> **PROMPT**:
Please work out how many lines in the entries contain "whorled", then give that number with nothing added.

> **PROVIDED ENTRIES**:
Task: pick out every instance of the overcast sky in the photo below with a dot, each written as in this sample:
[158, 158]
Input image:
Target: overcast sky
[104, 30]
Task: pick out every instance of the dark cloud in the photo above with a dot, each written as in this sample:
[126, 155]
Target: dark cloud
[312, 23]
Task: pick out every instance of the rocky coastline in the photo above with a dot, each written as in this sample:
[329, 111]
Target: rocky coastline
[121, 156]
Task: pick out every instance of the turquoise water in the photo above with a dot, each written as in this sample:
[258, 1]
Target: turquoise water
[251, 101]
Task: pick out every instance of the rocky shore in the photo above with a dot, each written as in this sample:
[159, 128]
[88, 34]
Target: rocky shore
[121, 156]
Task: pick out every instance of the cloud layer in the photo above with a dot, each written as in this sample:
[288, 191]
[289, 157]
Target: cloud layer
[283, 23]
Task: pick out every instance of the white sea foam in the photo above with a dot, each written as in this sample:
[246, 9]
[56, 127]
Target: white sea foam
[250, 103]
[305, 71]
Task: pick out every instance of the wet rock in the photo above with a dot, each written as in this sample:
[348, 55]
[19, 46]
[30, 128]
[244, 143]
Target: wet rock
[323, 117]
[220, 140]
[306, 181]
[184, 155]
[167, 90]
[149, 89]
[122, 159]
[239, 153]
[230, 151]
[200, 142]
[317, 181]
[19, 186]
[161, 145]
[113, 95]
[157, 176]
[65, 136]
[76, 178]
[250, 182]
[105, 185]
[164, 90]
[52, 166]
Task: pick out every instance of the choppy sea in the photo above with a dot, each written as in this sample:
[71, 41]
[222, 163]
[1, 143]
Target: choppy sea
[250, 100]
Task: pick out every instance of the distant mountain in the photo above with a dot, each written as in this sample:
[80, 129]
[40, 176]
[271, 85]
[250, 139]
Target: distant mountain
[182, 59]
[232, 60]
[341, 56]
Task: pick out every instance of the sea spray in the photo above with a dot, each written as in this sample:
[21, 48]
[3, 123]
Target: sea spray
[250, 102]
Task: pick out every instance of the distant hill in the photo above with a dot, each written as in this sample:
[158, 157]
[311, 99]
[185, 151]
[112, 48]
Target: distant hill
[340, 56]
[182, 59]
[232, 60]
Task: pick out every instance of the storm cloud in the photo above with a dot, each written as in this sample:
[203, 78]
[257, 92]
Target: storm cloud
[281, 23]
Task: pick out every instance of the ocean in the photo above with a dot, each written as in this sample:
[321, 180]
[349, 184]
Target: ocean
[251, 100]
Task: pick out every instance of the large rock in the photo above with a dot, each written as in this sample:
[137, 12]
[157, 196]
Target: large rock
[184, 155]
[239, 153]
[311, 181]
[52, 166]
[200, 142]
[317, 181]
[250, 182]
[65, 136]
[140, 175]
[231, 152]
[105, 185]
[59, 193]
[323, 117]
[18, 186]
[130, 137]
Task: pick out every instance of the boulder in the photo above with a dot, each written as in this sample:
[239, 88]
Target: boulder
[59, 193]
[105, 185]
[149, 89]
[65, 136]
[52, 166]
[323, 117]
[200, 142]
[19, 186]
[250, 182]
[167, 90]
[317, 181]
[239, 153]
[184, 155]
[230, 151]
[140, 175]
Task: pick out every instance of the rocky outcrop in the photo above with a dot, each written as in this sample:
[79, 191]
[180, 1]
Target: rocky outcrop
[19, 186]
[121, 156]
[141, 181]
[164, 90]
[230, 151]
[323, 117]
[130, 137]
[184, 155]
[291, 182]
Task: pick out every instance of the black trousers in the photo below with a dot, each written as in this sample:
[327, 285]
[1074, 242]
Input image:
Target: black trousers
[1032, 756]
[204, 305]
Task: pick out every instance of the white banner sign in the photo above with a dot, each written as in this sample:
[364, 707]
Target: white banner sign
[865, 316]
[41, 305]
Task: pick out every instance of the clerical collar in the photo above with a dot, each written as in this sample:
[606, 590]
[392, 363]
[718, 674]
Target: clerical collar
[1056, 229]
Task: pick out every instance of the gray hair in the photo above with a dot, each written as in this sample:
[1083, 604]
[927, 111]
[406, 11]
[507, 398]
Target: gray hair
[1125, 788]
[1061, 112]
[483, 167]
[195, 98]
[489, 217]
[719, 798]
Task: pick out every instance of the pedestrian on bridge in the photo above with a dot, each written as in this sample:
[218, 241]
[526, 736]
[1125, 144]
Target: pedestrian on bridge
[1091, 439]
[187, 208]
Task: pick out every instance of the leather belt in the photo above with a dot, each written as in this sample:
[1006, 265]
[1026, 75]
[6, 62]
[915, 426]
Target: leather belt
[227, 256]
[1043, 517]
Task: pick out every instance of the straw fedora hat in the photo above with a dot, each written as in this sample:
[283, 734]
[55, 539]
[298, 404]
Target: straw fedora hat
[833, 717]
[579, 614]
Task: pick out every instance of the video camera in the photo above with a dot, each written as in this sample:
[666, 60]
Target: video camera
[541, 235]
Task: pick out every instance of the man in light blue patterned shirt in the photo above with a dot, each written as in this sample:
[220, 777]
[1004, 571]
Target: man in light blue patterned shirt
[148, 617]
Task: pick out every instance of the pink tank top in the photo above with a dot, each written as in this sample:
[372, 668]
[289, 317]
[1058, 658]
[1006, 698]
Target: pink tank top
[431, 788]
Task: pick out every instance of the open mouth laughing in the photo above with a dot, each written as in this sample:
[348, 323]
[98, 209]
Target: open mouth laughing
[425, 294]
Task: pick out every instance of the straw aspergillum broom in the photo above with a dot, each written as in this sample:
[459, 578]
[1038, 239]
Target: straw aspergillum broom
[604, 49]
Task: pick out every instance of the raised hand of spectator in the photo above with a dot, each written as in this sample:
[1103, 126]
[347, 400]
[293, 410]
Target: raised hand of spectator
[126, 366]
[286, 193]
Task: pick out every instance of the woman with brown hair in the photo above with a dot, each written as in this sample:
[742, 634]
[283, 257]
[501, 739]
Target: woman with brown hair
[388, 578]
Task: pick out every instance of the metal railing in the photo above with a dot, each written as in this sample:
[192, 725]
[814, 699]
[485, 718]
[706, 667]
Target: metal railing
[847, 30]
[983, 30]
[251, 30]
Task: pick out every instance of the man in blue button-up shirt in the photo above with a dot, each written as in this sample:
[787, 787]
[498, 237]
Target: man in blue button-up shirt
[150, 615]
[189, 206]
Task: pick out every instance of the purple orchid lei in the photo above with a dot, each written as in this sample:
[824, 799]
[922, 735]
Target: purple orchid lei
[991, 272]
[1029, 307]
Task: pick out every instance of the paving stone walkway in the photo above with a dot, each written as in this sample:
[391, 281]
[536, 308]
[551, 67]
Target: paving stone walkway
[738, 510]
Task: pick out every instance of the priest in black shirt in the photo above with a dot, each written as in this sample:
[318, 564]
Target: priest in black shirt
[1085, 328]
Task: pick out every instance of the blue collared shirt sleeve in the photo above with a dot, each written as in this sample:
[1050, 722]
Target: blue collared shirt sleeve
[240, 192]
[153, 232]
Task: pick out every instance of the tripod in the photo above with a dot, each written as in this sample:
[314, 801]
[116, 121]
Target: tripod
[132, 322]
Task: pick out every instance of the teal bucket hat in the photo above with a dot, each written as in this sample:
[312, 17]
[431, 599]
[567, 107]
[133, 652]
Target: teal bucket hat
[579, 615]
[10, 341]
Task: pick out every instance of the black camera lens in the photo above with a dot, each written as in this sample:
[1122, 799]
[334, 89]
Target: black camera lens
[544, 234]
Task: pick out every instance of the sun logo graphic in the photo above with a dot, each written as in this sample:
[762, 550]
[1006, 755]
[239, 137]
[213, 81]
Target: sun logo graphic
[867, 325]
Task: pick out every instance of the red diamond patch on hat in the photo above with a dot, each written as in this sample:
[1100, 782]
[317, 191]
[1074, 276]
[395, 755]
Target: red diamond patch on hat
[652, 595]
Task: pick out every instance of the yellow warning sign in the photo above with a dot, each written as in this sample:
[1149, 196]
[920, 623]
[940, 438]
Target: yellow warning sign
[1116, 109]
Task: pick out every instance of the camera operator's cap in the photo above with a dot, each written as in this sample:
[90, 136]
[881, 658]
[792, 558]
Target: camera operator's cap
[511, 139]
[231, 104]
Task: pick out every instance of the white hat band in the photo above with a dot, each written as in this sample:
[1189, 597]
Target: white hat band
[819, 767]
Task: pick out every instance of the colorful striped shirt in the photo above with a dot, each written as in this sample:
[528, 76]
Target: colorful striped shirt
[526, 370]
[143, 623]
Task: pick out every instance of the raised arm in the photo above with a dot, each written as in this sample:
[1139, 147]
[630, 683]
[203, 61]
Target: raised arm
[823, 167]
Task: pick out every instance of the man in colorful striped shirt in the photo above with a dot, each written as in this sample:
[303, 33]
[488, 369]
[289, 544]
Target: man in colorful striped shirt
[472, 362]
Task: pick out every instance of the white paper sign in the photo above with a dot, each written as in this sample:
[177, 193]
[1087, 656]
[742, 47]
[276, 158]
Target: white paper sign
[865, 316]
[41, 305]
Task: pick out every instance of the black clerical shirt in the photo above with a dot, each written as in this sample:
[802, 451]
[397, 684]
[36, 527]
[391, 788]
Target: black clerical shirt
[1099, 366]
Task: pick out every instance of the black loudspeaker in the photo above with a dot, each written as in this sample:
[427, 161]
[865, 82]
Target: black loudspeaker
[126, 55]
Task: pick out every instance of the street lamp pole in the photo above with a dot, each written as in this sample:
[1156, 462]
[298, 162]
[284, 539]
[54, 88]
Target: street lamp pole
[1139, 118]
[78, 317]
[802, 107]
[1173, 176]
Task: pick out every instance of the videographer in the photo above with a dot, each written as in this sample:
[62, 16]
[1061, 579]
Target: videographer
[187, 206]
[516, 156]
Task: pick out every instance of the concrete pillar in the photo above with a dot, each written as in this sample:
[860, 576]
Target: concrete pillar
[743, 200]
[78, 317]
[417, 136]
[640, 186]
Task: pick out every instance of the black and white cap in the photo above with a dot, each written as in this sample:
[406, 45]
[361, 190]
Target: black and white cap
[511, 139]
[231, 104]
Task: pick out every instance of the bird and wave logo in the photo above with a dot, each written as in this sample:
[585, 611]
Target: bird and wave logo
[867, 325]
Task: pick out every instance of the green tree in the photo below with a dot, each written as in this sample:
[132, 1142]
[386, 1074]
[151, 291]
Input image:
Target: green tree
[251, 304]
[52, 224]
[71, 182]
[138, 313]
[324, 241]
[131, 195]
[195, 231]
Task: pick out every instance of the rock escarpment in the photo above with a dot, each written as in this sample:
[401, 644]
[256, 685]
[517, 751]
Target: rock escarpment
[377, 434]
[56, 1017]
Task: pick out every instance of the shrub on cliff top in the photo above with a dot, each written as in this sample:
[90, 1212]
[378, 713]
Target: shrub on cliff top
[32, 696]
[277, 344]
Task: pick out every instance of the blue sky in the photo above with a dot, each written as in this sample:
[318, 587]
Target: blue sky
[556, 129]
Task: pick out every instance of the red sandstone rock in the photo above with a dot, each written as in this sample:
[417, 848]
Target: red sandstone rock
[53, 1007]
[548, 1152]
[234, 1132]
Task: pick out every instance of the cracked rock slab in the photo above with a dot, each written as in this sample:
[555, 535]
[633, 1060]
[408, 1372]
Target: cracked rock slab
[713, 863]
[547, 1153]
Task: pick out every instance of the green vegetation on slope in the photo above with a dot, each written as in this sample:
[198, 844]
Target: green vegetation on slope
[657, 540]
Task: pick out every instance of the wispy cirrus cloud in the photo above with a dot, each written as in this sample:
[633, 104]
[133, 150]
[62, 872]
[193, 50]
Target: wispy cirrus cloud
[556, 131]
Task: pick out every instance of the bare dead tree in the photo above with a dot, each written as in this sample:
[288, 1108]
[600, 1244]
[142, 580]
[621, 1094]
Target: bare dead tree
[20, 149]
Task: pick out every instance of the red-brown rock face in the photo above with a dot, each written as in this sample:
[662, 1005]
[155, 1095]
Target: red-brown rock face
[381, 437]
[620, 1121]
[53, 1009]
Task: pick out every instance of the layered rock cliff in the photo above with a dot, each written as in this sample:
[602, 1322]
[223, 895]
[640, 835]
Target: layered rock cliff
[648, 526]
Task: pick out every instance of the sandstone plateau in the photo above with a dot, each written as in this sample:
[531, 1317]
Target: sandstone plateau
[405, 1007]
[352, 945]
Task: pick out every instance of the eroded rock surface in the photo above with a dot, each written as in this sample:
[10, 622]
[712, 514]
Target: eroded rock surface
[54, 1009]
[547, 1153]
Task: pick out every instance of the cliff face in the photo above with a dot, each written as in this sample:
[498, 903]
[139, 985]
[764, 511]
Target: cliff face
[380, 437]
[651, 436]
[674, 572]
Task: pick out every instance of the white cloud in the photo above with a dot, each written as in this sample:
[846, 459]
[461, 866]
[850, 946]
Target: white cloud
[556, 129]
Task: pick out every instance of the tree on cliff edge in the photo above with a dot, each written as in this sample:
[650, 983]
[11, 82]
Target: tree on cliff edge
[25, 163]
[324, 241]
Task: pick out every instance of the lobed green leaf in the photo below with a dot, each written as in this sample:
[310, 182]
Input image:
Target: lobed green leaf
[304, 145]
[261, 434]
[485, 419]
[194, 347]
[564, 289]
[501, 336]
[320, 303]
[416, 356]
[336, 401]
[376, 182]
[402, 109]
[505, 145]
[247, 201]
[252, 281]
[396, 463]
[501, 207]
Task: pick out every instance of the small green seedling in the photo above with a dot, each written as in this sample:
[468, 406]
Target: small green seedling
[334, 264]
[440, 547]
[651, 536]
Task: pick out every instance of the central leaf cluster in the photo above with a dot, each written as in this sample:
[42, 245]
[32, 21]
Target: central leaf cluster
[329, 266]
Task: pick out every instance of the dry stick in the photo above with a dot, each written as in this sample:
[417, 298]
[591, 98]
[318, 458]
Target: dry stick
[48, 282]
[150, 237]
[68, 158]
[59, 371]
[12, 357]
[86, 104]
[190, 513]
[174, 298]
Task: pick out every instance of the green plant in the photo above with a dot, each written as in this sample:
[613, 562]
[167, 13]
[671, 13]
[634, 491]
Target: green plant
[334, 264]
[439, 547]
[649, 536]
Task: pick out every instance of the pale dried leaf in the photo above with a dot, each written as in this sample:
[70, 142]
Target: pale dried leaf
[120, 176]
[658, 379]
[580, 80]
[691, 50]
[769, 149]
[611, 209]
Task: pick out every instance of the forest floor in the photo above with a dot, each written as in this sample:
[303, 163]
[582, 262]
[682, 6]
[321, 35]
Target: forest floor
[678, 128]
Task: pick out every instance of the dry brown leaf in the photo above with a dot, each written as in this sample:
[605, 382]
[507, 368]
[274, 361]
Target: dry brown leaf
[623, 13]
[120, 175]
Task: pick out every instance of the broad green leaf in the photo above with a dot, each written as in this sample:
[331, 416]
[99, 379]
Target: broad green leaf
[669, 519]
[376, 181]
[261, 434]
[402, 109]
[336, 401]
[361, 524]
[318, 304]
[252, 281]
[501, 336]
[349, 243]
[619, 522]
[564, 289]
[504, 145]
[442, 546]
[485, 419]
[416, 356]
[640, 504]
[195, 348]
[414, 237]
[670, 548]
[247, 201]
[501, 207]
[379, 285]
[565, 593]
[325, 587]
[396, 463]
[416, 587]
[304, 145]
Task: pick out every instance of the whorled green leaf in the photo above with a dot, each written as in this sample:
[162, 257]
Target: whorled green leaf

> **EXPECTED ANSWER**:
2